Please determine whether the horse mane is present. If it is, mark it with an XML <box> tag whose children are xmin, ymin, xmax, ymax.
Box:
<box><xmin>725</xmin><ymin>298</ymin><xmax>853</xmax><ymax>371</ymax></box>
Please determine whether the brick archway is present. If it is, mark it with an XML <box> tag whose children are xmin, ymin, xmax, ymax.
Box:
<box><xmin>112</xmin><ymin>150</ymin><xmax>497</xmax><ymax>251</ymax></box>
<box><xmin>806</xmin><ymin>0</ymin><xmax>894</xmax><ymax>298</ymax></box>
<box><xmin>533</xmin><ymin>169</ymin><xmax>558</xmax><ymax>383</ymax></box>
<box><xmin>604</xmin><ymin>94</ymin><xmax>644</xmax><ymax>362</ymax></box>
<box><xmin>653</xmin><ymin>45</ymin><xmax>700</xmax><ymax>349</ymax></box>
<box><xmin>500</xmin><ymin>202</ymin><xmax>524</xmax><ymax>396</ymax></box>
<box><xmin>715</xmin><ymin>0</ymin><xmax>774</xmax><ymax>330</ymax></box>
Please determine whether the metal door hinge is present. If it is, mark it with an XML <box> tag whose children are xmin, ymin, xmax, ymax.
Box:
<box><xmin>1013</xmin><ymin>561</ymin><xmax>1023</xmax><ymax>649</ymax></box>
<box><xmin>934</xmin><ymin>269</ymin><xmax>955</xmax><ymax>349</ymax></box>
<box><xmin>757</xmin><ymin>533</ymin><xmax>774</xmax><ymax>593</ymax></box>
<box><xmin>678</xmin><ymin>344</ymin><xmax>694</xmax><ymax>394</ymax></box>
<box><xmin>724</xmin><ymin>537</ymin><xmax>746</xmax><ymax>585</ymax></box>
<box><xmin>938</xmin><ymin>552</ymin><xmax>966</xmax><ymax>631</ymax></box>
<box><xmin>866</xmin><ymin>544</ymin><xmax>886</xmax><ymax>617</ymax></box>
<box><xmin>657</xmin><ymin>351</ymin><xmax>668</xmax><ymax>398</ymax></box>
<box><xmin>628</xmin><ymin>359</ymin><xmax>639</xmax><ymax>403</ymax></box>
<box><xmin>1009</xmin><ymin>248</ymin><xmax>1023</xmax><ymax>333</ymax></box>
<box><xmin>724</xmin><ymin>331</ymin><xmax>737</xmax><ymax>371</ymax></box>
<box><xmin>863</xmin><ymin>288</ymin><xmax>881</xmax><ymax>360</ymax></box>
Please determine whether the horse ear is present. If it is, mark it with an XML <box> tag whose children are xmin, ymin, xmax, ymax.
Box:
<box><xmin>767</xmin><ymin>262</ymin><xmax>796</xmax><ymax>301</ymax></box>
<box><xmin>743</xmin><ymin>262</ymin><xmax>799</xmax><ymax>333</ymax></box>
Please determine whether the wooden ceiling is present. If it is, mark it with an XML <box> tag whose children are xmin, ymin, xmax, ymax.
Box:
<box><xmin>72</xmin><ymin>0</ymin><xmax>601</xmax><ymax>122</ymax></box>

* _TASK STATEMENT_: Reproduce verbatim everything from the line containing "Please determine whether the metal" down to the last line of the items above, including both of those lines.

* _RESULT OF THIS EXERCISE_:
Please determine whether the metal door hinge is present. If it is, mark it with an XML <box> tag whose children are xmin, ymin, xmax, ymax.
Box:
<box><xmin>1013</xmin><ymin>561</ymin><xmax>1023</xmax><ymax>649</ymax></box>
<box><xmin>934</xmin><ymin>269</ymin><xmax>955</xmax><ymax>349</ymax></box>
<box><xmin>757</xmin><ymin>533</ymin><xmax>774</xmax><ymax>593</ymax></box>
<box><xmin>678</xmin><ymin>344</ymin><xmax>694</xmax><ymax>394</ymax></box>
<box><xmin>724</xmin><ymin>537</ymin><xmax>746</xmax><ymax>585</ymax></box>
<box><xmin>938</xmin><ymin>552</ymin><xmax>966</xmax><ymax>631</ymax></box>
<box><xmin>866</xmin><ymin>544</ymin><xmax>886</xmax><ymax>617</ymax></box>
<box><xmin>657</xmin><ymin>351</ymin><xmax>668</xmax><ymax>398</ymax></box>
<box><xmin>628</xmin><ymin>359</ymin><xmax>639</xmax><ymax>403</ymax></box>
<box><xmin>1009</xmin><ymin>248</ymin><xmax>1023</xmax><ymax>333</ymax></box>
<box><xmin>724</xmin><ymin>331</ymin><xmax>737</xmax><ymax>371</ymax></box>
<box><xmin>863</xmin><ymin>288</ymin><xmax>881</xmax><ymax>360</ymax></box>
Please determine whether the horse ear is present. If it is, mark it with an XML <box> tag whose children are xmin, ymin, xmax, ymax.
Box:
<box><xmin>767</xmin><ymin>262</ymin><xmax>796</xmax><ymax>301</ymax></box>
<box><xmin>743</xmin><ymin>262</ymin><xmax>799</xmax><ymax>333</ymax></box>
Please determine whether the wooden ceiling is present. If it is, mark it with an XML <box> tag whose children are xmin, ymin, xmax, ymax.
Box:
<box><xmin>72</xmin><ymin>0</ymin><xmax>601</xmax><ymax>122</ymax></box>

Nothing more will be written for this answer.